-- WHAT IS NEEDED --
Your copy of the entries must be exact, and it must not include the pictures.

-- DATA FOR THIS TASK --
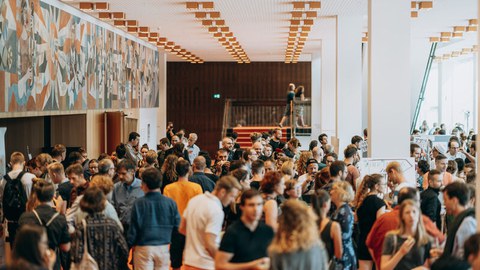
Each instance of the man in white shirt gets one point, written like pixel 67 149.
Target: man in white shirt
pixel 453 151
pixel 192 148
pixel 202 223
pixel 395 177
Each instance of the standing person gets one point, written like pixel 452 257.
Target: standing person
pixel 131 146
pixel 202 223
pixel 181 192
pixel 408 247
pixel 105 241
pixel 16 193
pixel 391 220
pixel 191 147
pixel 397 179
pixel 369 207
pixel 288 107
pixel 429 202
pixel 244 244
pixel 169 174
pixel 45 215
pixel 31 250
pixel 330 231
pixel 299 95
pixel 342 194
pixel 272 185
pixel 351 158
pixel 199 177
pixel 276 140
pixel 456 196
pixel 126 191
pixel 150 233
pixel 296 244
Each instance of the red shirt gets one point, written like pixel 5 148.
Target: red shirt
pixel 391 221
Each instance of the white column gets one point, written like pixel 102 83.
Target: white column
pixel 316 95
pixel 477 206
pixel 162 106
pixel 389 78
pixel 324 81
pixel 349 80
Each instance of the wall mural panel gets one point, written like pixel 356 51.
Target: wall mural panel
pixel 53 60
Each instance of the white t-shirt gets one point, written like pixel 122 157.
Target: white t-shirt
pixel 458 155
pixel 27 180
pixel 204 214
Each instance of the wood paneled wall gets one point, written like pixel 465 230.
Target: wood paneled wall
pixel 190 89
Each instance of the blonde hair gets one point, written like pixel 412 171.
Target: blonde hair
pixel 57 168
pixel 395 165
pixel 103 182
pixel 297 228
pixel 44 159
pixel 421 236
pixel 345 190
pixel 287 168
pixel 302 161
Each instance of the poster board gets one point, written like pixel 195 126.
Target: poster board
pixel 378 165
pixel 3 160
pixel 427 142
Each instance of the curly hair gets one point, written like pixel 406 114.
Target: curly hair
pixel 302 161
pixel 322 178
pixel 297 228
pixel 169 166
pixel 367 185
pixel 269 181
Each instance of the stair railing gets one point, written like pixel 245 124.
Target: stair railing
pixel 421 96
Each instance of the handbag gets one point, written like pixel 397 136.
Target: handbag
pixel 87 262
pixel 335 264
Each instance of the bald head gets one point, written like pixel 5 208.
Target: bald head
pixel 227 143
pixel 258 147
pixel 199 164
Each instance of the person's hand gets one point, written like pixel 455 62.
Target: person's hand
pixel 58 201
pixel 407 245
pixel 49 258
pixel 262 263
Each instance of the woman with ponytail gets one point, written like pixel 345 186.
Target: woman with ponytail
pixel 369 207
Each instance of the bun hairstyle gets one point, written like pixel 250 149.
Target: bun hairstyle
pixel 368 184
pixel 291 87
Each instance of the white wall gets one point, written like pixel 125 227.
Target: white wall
pixel 389 78
pixel 162 109
pixel 147 127
pixel 349 80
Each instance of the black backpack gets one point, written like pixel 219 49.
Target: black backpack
pixel 14 198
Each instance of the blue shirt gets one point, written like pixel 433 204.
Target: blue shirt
pixel 192 152
pixel 154 217
pixel 123 196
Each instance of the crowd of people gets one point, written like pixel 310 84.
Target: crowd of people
pixel 268 206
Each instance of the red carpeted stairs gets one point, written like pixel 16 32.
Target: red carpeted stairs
pixel 244 134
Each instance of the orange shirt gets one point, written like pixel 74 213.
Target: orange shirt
pixel 181 192
pixel 447 179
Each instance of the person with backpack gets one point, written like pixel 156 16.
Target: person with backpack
pixel 45 215
pixel 98 242
pixel 16 191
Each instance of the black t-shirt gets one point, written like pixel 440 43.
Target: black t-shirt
pixel 367 214
pixel 64 189
pixel 276 145
pixel 246 245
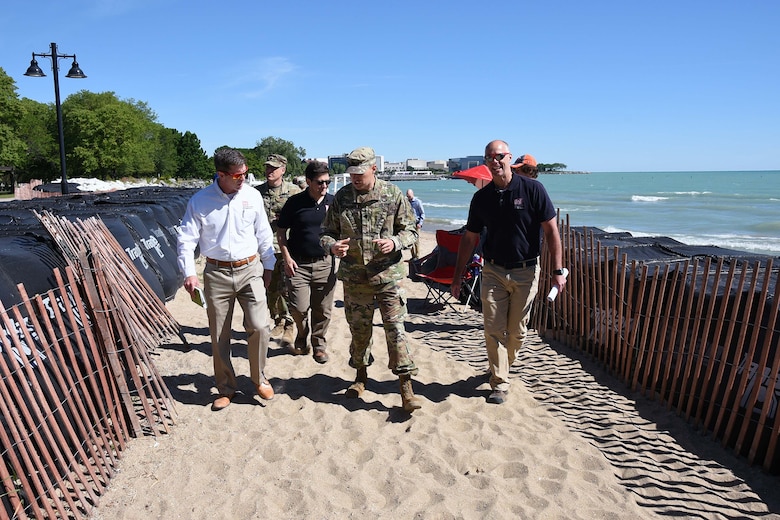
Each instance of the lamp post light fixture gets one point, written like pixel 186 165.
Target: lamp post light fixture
pixel 75 72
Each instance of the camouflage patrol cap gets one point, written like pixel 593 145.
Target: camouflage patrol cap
pixel 360 160
pixel 276 160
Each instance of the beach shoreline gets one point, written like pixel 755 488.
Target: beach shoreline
pixel 564 446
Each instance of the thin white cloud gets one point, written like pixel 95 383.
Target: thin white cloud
pixel 263 75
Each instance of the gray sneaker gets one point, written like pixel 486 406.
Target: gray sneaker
pixel 497 396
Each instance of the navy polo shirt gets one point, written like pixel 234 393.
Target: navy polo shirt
pixel 513 218
pixel 303 216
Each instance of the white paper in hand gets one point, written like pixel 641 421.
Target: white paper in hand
pixel 554 291
pixel 198 297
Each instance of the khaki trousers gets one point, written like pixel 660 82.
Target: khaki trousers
pixel 311 291
pixel 223 287
pixel 507 297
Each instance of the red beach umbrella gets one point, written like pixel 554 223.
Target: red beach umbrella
pixel 479 176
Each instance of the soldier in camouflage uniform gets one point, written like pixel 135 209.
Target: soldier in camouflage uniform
pixel 368 225
pixel 275 191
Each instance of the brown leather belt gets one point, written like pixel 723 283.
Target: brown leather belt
pixel 514 265
pixel 309 259
pixel 236 263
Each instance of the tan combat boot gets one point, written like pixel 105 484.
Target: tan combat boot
pixel 278 329
pixel 288 335
pixel 357 388
pixel 410 401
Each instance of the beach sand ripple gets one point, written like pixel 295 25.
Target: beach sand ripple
pixel 568 444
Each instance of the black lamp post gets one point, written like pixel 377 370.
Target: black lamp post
pixel 75 72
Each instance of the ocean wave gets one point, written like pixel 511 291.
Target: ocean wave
pixel 439 205
pixel 694 193
pixel 647 198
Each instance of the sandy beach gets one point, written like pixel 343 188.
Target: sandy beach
pixel 571 442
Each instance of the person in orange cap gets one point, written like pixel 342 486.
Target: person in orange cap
pixel 526 165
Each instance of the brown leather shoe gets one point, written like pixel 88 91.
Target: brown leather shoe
pixel 357 388
pixel 223 401
pixel 288 336
pixel 278 329
pixel 265 390
pixel 320 356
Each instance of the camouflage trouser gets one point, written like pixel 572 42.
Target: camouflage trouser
pixel 359 303
pixel 277 293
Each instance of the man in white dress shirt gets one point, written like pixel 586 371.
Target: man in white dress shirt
pixel 228 222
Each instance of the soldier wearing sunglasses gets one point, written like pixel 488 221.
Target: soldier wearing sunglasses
pixel 275 191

-- EXERCISE RESPONSE --
Each instance of the man in white shirt gets one point, written like pixel 67 149.
Target: man in white shirt
pixel 453 151
pixel 192 148
pixel 202 223
pixel 395 177
Each instance of the standing person gets one point, written like pixel 452 257.
Target: standing person
pixel 131 146
pixel 202 223
pixel 181 192
pixel 408 247
pixel 105 241
pixel 16 193
pixel 391 220
pixel 191 147
pixel 397 179
pixel 369 207
pixel 288 107
pixel 429 202
pixel 244 244
pixel 169 174
pixel 45 215
pixel 31 250
pixel 330 231
pixel 299 95
pixel 342 194
pixel 272 185
pixel 351 158
pixel 199 177
pixel 276 140
pixel 456 196
pixel 126 191
pixel 150 233
pixel 296 244
Each instance of the red shirt gets one point, written like pixel 5 148.
Target: red shirt
pixel 391 221
Each instance of the white column gets one point, written like pixel 102 83.
Target: white column
pixel 316 95
pixel 477 206
pixel 162 106
pixel 389 78
pixel 324 81
pixel 349 80
Each instance of the wall mural panel gets one point, written like pixel 356 51.
Target: wall mural panel
pixel 53 60
Each instance of the white t-shirt gets one point, written like pixel 122 157.
Target: white t-shirt
pixel 458 155
pixel 27 180
pixel 204 214
Each instance of the wood paneled wall gets one point, written like pixel 465 230.
Target: wood paneled wall
pixel 190 89
Each instance of the blonde hair gets one point, written like pixel 412 171.
Target: blonde hair
pixel 57 168
pixel 395 165
pixel 103 182
pixel 297 228
pixel 44 159
pixel 421 236
pixel 345 190
pixel 287 168
pixel 302 161
Each instance of the poster board gets one point, written like pixel 195 126.
Target: poster board
pixel 378 165
pixel 3 160
pixel 427 142
Each instance of the curly hair gets one point, written like pixel 406 114.
Target: curly hair
pixel 302 161
pixel 322 178
pixel 297 228
pixel 169 166
pixel 367 185
pixel 269 181
Each instance of the stair railing gets one point, written like pixel 245 124.
Target: stair railing
pixel 421 96
Each instance of the handbag gets one point, written like pixel 397 136.
Target: handbag
pixel 87 262
pixel 335 264
Each instance of the bald head gets one point, written like pixel 5 208.
Target: bald head
pixel 227 143
pixel 258 147
pixel 199 164
Each instance of the person's hand gets one point, written like pixel 455 62.
Target: person's hand
pixel 58 201
pixel 407 245
pixel 49 258
pixel 262 263
Each instance of the woman with ponytail gets one point, written like pixel 345 186.
Target: woman with ponytail
pixel 369 207
Each instance of the bun hairstyle gets one point, written like pixel 250 149.
Target: bun hairstyle
pixel 368 184
pixel 291 87
Each instance of the white wall gets one point, written like pixel 125 227.
Target: white wall
pixel 389 78
pixel 162 109
pixel 147 127
pixel 349 80
Each instance of the black backpack gets one point, written like pixel 219 49.
Target: black backpack
pixel 14 198
Each instance of the blue shirt gets one point, written like pixel 433 204.
Target: blue shirt
pixel 192 152
pixel 154 217
pixel 123 196
Each instance of the crowd of people gets one point, written like pixel 310 84.
Target: crowd of people
pixel 268 206
Each instance of the red carpeted stairs gets one point, written like pixel 16 32.
Target: red carpeted stairs
pixel 244 134
Each instance of the orange shirt gets one point, written like pixel 74 213.
Target: orange shirt
pixel 181 192
pixel 447 179
Each instance of the person with backpack gets one point, written like pixel 156 16.
Target: person with backpack
pixel 45 215
pixel 98 242
pixel 16 191
Each instance of the black t-shirt gets one point, written like pixel 440 43.
Target: black t-shirt
pixel 367 214
pixel 64 189
pixel 276 145
pixel 246 245
Each instance of the lamp post light fixture gets one point, written like pixel 186 165.
Target: lamp post light fixture
pixel 75 72
Each instance of the camouflage patrol cap gets one point, written like pixel 593 145.
Target: camouflage patrol cap
pixel 360 160
pixel 276 160
Each instance of the beach shoreline gets one point, written like pixel 755 488.
Target: beach shoreline
pixel 564 446
Each instance of the thin white cloud gets one point, written like pixel 95 383.
Target: thin white cloud
pixel 263 75
Each instance of the gray sneaker gets one point, written like pixel 486 406.
Target: gray sneaker
pixel 497 396
Each instance of the navy polo shirt gets one point, written like pixel 234 393.
Target: navy polo shirt
pixel 513 218
pixel 303 216
Each instance of the white paper in hand gets one point, written like pixel 641 421.
Target: white paper in hand
pixel 554 291
pixel 198 297
Each instance of the khaki trousers gets one point, written like pixel 660 82.
Target: khaki trousers
pixel 311 291
pixel 223 287
pixel 507 297
Each instance of the red beach umbrella gets one point, written like pixel 554 223.
Target: red beach umbrella
pixel 479 176
Each instance of the soldier in camouflage uniform gets one point, written like pixel 135 209.
Target: soldier in camouflage uniform
pixel 368 225
pixel 275 191
Each instance of the brown leather belt gets one point, written like pixel 723 283.
Target: brown leather belt
pixel 514 265
pixel 309 259
pixel 236 263
Each instance of the tan combat boot gets one point, written like pixel 105 484.
Target: tan combat boot
pixel 278 329
pixel 288 335
pixel 357 388
pixel 410 401
Each instance of the beach sand ripple gets one point, written like pixel 295 25.
Target: beach sand ripple
pixel 568 444
Each instance of the black lamp post gets one point, written like pixel 377 370.
Target: black lamp post
pixel 75 72
Each instance of the ocean wave gets one point, written like pixel 511 291.
Target: ocean wave
pixel 439 205
pixel 694 193
pixel 647 198
Each instance of the sandy beach gets one point, written like pixel 343 188.
Target: sandy beach
pixel 571 442
Each instance of the person in orange cap gets one point, written like pixel 342 486.
Target: person in orange cap
pixel 526 165
Each instance of the brown leather shoe gets one point, written like pixel 88 91.
Target: brown leather shoe
pixel 357 388
pixel 223 401
pixel 288 336
pixel 278 329
pixel 265 390
pixel 320 356
Each instance of the camouflage trouser gets one point, written like pixel 572 42.
Target: camouflage trouser
pixel 359 303
pixel 277 293
Each instance of the man in white dress shirt gets one point, written like pixel 586 371.
Target: man in white dress shirt
pixel 228 222
Each instance of the soldier wearing sunglasses gets one point, written like pixel 488 221.
Target: soldier wearing sunglasses
pixel 275 191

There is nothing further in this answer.